Instructions for the task – Reproduce the data from the line that has "of the arched" through the end, swapping "wooden" for "oak" and keeping everything else the same. Leave the picture out.

** Start Task input **

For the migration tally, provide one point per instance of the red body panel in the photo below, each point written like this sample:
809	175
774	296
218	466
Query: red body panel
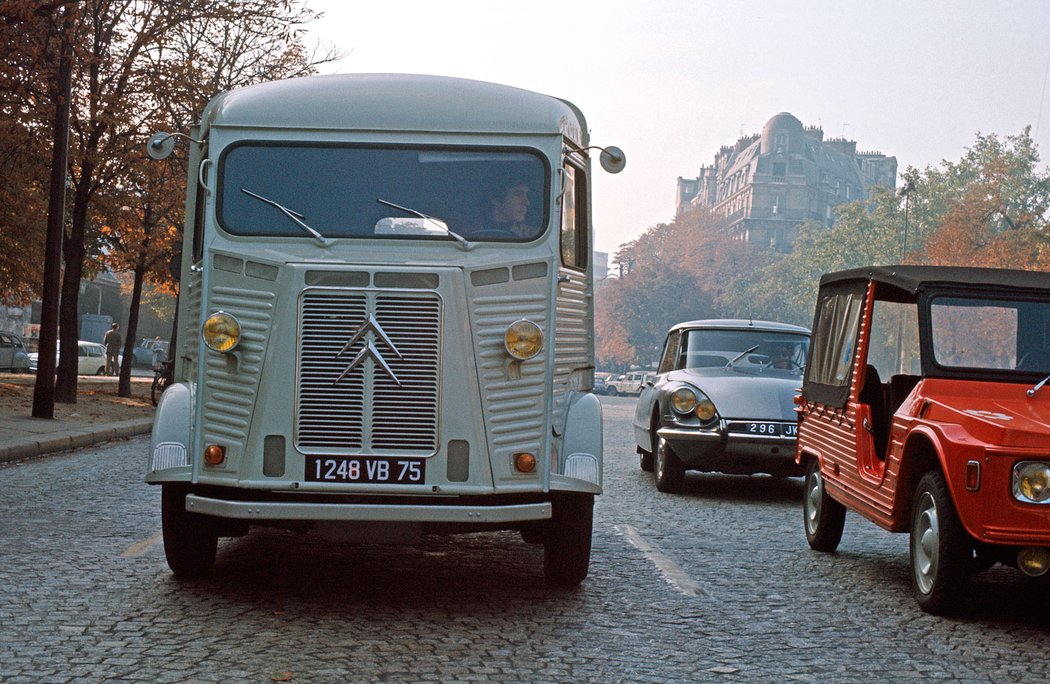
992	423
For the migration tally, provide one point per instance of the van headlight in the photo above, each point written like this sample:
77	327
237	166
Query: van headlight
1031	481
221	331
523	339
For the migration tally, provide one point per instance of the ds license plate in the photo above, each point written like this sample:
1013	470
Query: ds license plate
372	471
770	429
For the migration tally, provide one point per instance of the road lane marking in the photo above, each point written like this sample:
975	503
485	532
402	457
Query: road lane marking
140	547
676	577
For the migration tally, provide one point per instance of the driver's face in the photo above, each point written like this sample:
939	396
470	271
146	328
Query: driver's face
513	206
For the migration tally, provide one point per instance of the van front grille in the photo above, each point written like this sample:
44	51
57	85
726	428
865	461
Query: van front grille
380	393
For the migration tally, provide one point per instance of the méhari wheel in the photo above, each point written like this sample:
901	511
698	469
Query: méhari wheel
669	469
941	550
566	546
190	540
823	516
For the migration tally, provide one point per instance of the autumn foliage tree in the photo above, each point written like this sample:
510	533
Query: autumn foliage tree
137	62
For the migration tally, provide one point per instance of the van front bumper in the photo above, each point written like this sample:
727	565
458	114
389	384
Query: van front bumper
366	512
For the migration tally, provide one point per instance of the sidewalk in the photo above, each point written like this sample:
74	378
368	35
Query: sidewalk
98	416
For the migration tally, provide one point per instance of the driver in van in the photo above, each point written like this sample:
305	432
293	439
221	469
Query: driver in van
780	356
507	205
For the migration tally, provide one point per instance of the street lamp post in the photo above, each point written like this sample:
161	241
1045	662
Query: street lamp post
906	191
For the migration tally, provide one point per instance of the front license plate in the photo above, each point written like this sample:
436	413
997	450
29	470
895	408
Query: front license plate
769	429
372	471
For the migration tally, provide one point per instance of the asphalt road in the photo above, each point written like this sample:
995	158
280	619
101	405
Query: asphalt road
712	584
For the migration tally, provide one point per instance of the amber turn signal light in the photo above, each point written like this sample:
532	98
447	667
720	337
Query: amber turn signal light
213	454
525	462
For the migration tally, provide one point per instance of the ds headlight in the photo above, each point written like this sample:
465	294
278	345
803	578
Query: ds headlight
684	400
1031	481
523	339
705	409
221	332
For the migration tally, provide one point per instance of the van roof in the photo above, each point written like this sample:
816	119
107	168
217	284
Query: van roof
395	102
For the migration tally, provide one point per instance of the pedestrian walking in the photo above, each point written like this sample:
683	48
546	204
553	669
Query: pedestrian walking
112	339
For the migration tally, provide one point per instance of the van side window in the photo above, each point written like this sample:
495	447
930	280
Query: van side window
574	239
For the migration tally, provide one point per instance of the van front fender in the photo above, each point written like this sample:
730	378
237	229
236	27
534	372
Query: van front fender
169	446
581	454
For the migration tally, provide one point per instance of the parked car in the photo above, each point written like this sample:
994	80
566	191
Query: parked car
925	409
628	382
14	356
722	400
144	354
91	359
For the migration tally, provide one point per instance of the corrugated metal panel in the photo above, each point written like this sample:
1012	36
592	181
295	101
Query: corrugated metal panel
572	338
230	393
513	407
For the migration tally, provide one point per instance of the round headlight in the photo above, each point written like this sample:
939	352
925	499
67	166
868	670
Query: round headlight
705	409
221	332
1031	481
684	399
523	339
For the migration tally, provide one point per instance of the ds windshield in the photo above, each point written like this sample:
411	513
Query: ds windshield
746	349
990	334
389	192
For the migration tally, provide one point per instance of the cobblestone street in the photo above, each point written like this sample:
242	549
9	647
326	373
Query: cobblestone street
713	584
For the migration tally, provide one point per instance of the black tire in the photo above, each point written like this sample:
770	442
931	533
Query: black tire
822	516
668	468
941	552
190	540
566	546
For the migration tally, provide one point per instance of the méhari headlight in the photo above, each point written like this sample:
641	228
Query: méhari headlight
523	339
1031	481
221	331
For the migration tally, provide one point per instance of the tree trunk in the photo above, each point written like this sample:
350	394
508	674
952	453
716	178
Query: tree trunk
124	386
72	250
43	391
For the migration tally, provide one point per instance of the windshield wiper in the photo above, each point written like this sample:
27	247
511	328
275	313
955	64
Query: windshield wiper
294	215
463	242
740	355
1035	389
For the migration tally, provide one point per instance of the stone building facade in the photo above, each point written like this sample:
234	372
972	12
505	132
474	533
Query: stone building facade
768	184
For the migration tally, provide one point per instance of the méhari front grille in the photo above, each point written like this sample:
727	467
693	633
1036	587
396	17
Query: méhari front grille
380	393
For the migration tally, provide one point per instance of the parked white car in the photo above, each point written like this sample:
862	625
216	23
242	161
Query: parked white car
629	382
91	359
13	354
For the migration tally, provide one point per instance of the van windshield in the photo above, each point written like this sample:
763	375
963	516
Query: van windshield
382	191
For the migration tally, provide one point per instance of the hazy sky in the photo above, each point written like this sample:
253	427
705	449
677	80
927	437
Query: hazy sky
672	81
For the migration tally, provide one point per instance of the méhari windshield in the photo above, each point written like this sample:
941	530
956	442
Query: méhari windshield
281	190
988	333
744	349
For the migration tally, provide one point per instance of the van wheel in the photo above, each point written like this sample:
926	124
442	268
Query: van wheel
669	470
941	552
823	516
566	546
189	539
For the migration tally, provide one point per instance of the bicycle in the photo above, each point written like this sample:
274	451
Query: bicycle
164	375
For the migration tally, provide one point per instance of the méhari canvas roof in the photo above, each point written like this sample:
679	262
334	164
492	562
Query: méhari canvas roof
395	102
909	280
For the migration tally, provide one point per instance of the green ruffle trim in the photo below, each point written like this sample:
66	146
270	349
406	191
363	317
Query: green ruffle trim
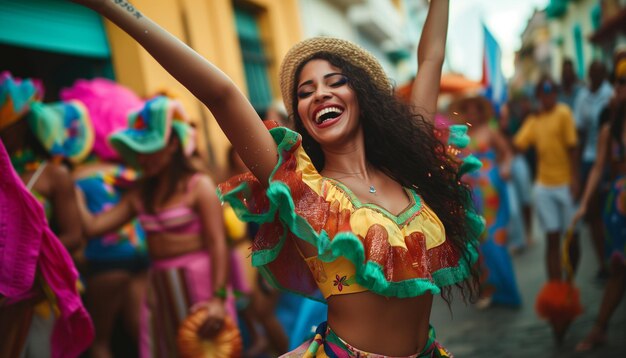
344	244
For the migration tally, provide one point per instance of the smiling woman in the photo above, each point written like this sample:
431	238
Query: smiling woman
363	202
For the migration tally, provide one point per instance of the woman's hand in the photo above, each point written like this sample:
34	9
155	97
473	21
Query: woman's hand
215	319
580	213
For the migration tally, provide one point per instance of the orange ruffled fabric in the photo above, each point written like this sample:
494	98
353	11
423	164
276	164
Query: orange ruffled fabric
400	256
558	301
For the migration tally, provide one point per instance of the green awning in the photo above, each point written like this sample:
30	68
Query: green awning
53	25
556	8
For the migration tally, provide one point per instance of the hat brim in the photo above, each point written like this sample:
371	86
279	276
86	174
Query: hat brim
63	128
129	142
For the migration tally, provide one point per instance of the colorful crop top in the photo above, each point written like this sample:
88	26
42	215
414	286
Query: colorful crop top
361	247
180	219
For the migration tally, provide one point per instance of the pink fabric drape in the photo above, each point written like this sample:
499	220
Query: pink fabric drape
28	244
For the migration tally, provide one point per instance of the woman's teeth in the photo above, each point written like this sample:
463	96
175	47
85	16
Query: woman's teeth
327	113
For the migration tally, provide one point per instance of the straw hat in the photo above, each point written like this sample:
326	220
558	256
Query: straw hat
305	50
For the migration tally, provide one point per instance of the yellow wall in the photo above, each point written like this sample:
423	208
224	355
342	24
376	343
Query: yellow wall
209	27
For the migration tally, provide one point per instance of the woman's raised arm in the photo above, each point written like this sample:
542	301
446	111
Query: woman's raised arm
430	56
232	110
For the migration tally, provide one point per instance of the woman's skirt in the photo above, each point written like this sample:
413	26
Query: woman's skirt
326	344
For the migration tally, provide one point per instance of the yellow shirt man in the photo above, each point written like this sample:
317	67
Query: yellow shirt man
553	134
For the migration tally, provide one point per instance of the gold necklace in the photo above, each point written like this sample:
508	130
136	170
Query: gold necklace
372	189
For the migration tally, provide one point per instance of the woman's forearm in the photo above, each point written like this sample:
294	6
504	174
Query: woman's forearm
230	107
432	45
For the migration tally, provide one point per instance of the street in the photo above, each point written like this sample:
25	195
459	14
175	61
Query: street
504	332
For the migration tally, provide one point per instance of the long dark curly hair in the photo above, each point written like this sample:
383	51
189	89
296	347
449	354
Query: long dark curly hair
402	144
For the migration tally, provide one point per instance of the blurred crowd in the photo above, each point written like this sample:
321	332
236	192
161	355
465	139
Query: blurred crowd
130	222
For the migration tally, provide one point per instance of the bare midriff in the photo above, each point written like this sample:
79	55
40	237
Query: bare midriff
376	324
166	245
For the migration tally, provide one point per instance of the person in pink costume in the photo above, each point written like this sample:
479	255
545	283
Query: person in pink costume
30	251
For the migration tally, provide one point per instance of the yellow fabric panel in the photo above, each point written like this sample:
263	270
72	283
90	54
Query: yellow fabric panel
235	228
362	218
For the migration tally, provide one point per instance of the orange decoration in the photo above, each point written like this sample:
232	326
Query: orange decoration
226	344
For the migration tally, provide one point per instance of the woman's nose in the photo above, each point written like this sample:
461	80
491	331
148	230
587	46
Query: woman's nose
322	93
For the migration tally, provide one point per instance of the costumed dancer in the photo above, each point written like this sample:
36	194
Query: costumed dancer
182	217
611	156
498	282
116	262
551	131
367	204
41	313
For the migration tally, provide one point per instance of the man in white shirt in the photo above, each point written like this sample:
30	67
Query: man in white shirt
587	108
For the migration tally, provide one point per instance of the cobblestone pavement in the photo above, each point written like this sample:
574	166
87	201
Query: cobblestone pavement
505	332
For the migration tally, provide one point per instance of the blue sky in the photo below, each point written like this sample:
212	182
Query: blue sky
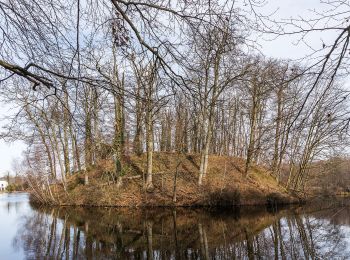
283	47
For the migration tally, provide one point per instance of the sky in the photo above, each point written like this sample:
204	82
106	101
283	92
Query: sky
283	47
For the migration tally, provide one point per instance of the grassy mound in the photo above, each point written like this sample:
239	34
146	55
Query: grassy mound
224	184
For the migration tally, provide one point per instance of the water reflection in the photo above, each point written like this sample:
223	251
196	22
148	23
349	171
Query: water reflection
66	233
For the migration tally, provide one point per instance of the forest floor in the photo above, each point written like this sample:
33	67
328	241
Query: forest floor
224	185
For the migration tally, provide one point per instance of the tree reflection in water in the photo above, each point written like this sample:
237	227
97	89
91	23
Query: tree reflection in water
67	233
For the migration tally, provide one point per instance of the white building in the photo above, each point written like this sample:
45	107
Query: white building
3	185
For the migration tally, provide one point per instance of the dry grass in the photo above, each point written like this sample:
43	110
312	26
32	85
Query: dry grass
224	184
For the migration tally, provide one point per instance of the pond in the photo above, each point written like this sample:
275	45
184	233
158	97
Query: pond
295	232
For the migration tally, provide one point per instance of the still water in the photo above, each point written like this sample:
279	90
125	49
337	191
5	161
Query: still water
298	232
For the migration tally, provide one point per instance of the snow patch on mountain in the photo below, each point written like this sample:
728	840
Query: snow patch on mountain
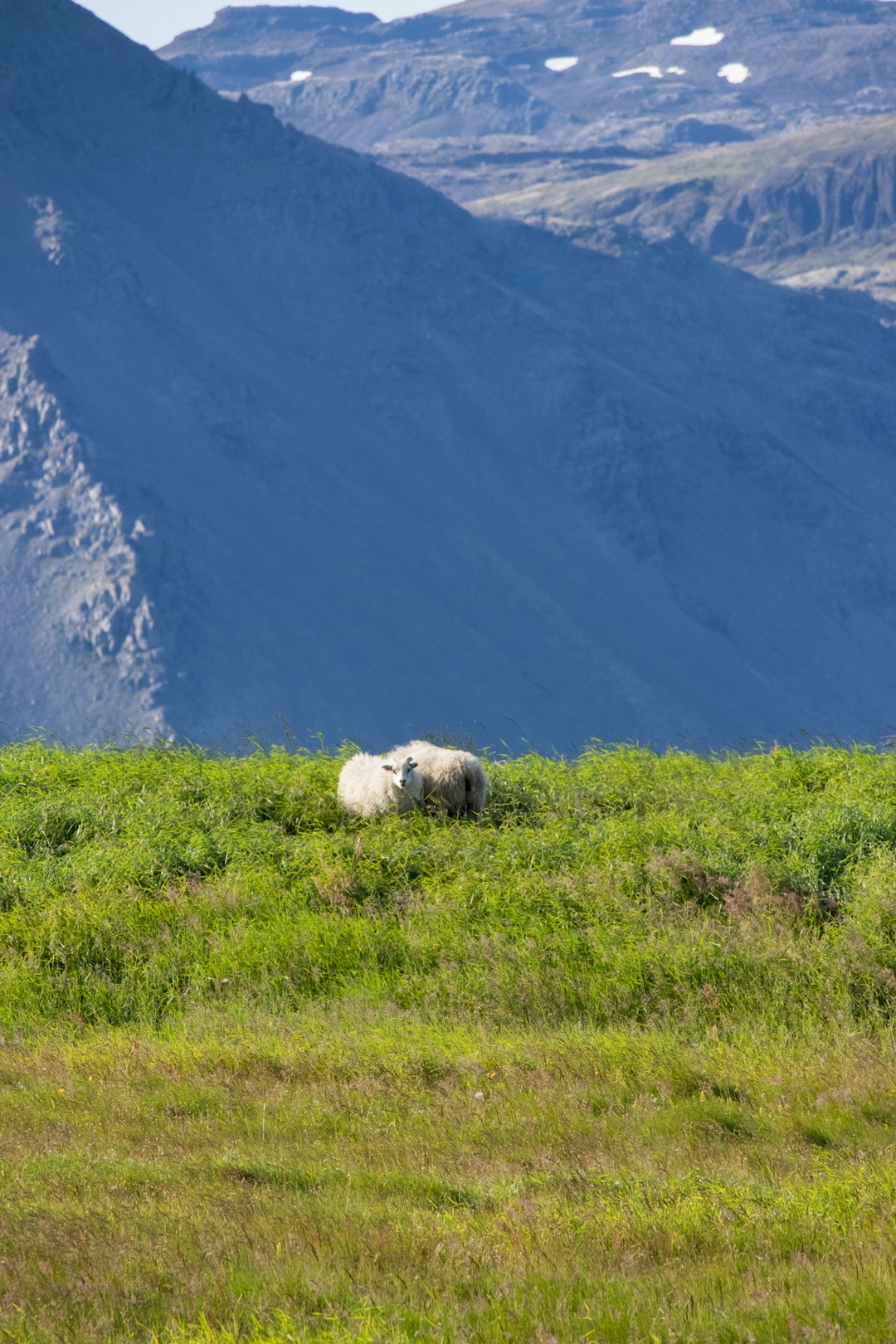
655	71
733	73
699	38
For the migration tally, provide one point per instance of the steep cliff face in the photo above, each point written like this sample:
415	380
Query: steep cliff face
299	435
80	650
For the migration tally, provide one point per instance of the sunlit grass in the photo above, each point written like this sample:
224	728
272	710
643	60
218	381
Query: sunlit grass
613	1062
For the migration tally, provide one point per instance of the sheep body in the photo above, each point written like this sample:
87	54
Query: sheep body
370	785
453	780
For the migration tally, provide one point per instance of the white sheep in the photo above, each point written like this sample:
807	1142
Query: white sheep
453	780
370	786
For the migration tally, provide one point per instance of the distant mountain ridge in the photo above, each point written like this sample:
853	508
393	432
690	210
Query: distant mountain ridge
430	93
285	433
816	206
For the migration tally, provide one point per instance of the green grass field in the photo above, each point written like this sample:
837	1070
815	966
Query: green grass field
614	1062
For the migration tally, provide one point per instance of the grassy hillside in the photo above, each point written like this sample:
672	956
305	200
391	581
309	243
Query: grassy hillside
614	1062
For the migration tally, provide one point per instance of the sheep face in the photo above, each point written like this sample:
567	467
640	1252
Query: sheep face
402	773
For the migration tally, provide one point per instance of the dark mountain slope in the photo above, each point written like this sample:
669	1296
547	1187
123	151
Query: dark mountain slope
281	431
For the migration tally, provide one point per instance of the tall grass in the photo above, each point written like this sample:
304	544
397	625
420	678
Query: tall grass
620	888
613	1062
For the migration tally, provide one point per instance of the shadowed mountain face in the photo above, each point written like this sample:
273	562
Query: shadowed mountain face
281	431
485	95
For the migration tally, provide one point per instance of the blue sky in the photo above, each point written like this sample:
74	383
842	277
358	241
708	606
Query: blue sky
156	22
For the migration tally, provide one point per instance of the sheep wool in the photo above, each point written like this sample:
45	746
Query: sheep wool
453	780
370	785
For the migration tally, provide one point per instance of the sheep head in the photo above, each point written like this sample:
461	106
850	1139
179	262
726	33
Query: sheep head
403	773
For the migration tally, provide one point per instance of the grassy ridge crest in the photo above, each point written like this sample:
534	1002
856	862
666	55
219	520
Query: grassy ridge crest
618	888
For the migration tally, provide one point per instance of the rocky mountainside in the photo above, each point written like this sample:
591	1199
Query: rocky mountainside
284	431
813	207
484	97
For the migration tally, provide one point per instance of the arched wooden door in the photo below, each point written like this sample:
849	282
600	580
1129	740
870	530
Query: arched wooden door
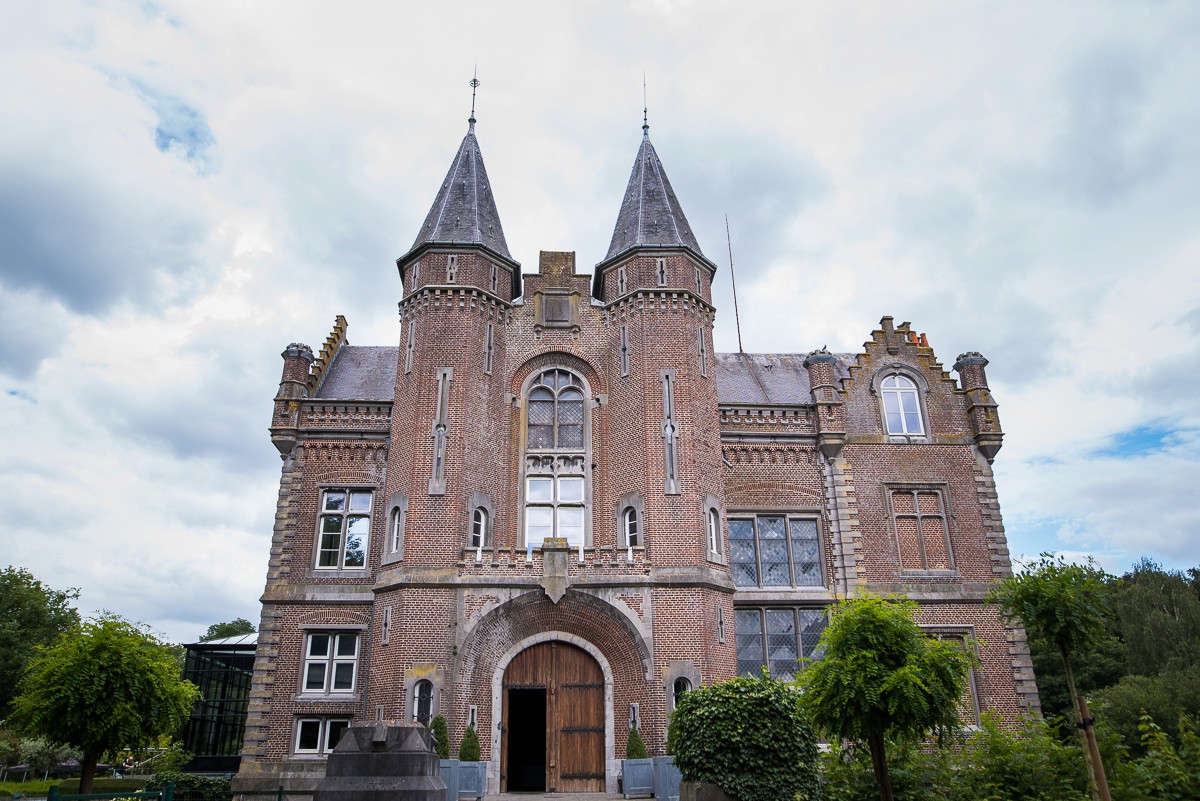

** End Task input **

Solved exercise –
For the migration tally, provide one point per instance of the arched oak door in the photo below, each point written like this sample:
849	282
600	580
1129	740
870	530
Query: arched oak door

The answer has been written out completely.